→ Directions
[A] In the article below on dividend taxes and the fiscal cliff, to what rate would the tax on dividends revert if Congress takes no action?
[B] Extend the article below on dividend taxes and the fiscal cliff, picking up after its last sentence.

Act Quickly and Benefit From This Trend

Shmulik is a member of The Motley Fool Blog Network -- entries represent the personal opinion of the blogger and are not formally edited.

The year is gradually coming to an end, but there is still no viable solution to the 'fiscal cliff' in sight. But while politicians are debating over the ultimate solution to this challenging issue, corporate America has already acted.

Are dividends part of history?

The current tax rate on dividends is 15%. This is a nice 'bonus' left from the Bush administration that is likely to disappear as Obama pledged to extract more tax revenues from top earners. If congress takes no action, the tax rate on dividends will revert to the ordinary income rate at 39.6%. This might cause a great deal of pain to corporate America that according to Bloomberg estimates is sitting on $3 trillion of cash.

Which companies are doing what?

Corporate America is certainly not sitting on its hands waiting for the new rules from the Obama administration. Different companies have chosen different methods of coping with this looming piece of news. The common denominator is, of course, how to save as much as possible on tax payments and how to deliver as much cash as possible back to the hands of shareholders. Let's review two of the methods frequently used by companies.

  1. Early payouts: Companies are trying to pay as much as possible in 2012 rather than wait for the uncertainty looming around 2013. Nothing terribly exciting in this concept, but it's still a clever thing to do. Wal-Mart Stores (NYSE: WMT), for example, changed the date of payment for its fourth quarter dividend to December 27 from the previously scheduled January 2, 2013.

→ Information provided
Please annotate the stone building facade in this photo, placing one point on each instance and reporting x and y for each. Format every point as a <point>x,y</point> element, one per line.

→ Responses in order
[A] The ordinary income rate of 39.6%.

[B]
  2. Special one-time dividends: Companies with abundant cash on their balance sheets, not meant to be used for any immediate purpose, don't intend to stick around and see what politicians will decide on 2013. They would rather act today and only then see what happens. Costco (NASDAQ: COST), for example, declared a special cash dividend of $7 per share, payable December 18. By doing this, Costco assured its shareholders that the company is exactly on their side. Shares climbed by 5% in reaction to the good news. Costco is not the only player in this field. Lately, Dillard's (NYSE: DDS) announced a special one-time cash dividend in the amount of $5 per share payable on December 21st to shareholders of record as of December 7. Another company that joined the wave of special dividends was Las Vegas Sands (NYSE: LVS) that announced on November 27 that it would distribute a special $2.75 per share on December 18 to investors of record on December 10. In addition, there are some fierce and persistent rumors of a possibility that Microsoft (NASDAQ: MSFT) will finally join the party as well. The last time Microsoft, currently sitting a huge pile of cash, distributed a special cash dividend was ten years ago.

How to take advantage of this trend

One way to take advantage of this trend is to simply make sure you hold shares of such special-dividend-paying companies on their respective record date. A different way, much more lucrative though risky, is to try and 'gamble' on the next company to announce such a special dividend. That way, you can benefit both from the immediate stock price reaction AND also collect the special dividend on payment date.

shmulikarpf has no positions in the stocks mentioned above. The Motley Fool owns shares of Costco Wholesale, Dillard's, and Microsoft. Motley Fool newsletter services recommend Costco Wholesale and Microsoft. Try any of our Foolish newsletter services free for 30 days. We Fools may not all hold the same opinions, but we all believe that considering a diverse range of insights makes us better investors. The Motley Fool has a disclosure policy. Is this post wrong? Click here. Think you can do better? Join us and write your own!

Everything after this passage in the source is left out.